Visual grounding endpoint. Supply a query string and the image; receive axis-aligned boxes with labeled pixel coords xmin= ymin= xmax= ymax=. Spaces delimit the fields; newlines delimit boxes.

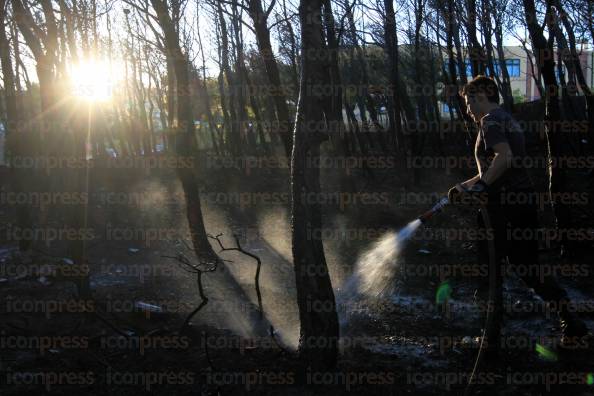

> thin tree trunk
xmin=291 ymin=0 xmax=339 ymax=371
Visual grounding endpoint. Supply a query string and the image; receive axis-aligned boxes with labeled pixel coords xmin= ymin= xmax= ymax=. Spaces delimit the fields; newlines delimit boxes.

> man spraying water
xmin=448 ymin=76 xmax=587 ymax=357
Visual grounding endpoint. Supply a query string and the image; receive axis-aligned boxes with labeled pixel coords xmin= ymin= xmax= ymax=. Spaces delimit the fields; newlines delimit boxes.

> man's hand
xmin=448 ymin=179 xmax=489 ymax=205
xmin=465 ymin=179 xmax=489 ymax=204
xmin=448 ymin=183 xmax=464 ymax=204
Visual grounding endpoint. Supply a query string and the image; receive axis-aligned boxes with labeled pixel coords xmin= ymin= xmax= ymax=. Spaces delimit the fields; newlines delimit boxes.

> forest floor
xmin=0 ymin=146 xmax=594 ymax=396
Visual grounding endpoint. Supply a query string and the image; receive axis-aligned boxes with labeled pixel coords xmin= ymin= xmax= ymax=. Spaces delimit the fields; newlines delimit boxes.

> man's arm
xmin=460 ymin=173 xmax=481 ymax=190
xmin=478 ymin=142 xmax=513 ymax=186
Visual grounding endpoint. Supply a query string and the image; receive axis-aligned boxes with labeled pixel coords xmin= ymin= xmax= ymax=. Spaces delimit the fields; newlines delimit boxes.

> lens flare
xmin=69 ymin=59 xmax=118 ymax=102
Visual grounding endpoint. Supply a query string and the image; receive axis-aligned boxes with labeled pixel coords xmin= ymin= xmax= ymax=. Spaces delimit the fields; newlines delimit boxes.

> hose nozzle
xmin=419 ymin=197 xmax=450 ymax=224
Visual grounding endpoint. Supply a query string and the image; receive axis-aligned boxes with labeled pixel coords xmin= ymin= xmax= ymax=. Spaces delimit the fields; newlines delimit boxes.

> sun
xmin=69 ymin=60 xmax=119 ymax=102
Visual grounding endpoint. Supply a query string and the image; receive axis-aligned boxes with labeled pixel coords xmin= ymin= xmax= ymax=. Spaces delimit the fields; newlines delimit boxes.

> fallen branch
xmin=208 ymin=234 xmax=264 ymax=319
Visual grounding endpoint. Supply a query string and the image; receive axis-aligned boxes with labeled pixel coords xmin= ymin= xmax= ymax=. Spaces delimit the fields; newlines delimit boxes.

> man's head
xmin=460 ymin=76 xmax=499 ymax=122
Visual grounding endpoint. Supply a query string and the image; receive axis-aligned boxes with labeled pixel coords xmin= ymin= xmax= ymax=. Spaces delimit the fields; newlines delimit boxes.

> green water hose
xmin=464 ymin=203 xmax=497 ymax=396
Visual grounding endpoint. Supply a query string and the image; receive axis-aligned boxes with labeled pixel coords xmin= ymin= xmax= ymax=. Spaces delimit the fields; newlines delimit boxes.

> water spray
xmin=339 ymin=197 xmax=450 ymax=299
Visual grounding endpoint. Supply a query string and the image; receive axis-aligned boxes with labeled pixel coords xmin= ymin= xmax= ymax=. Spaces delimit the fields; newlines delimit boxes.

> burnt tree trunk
xmin=151 ymin=0 xmax=218 ymax=262
xmin=291 ymin=0 xmax=339 ymax=370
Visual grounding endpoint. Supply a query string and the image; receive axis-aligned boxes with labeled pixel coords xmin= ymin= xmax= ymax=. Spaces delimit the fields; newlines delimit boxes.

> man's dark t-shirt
xmin=474 ymin=107 xmax=533 ymax=191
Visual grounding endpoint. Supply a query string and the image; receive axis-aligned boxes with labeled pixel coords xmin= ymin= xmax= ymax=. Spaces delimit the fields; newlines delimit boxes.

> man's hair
xmin=460 ymin=75 xmax=499 ymax=104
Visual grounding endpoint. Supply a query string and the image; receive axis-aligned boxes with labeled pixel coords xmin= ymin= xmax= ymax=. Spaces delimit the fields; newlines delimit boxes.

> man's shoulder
xmin=481 ymin=107 xmax=513 ymax=124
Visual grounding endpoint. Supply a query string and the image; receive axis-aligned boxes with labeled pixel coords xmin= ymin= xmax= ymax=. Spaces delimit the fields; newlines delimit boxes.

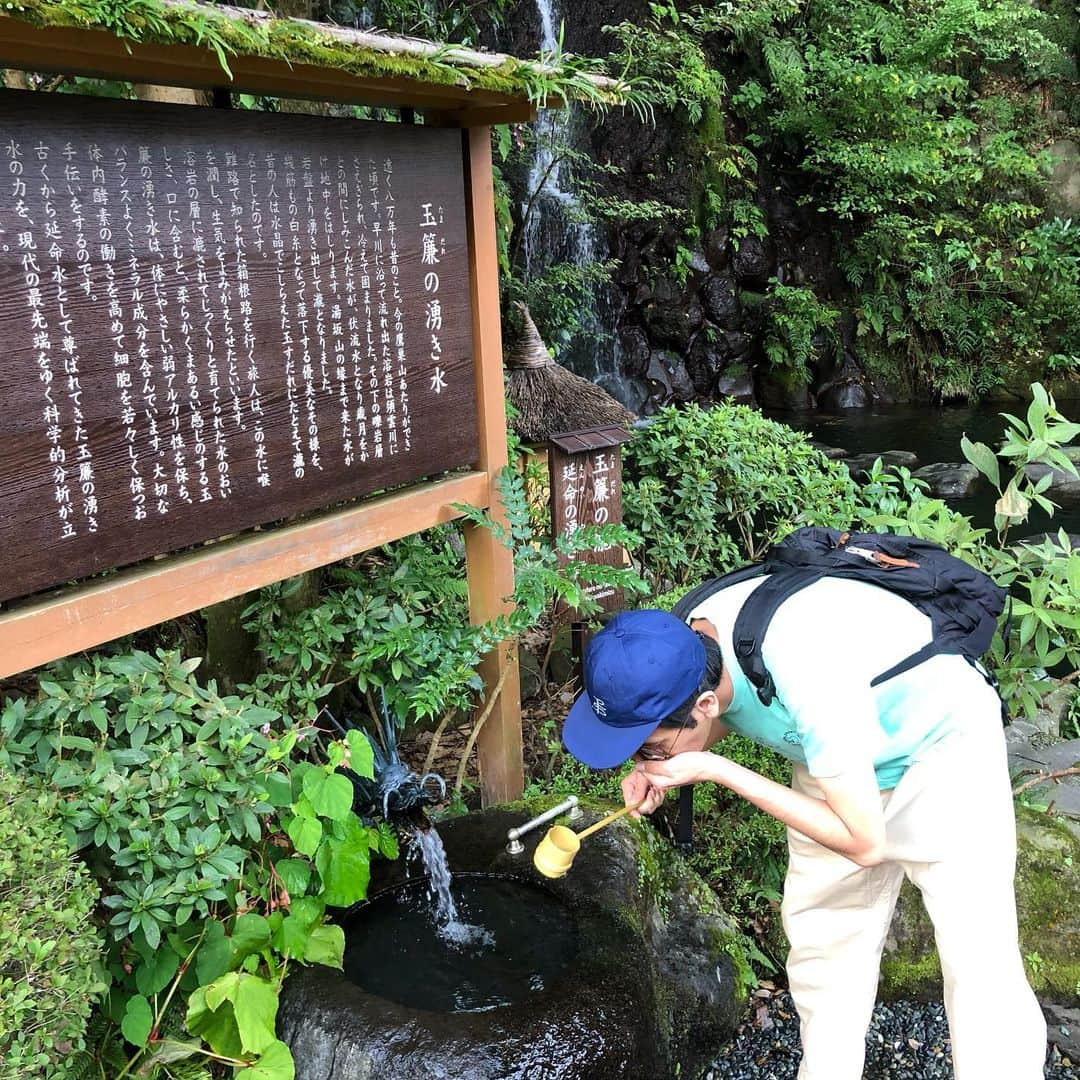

....

**The problem**
Please show every line above that contains the string "water", copying each one in full. Matching is case-sensitive.

**Solution below**
> man spraying water
> green water hose
> water spray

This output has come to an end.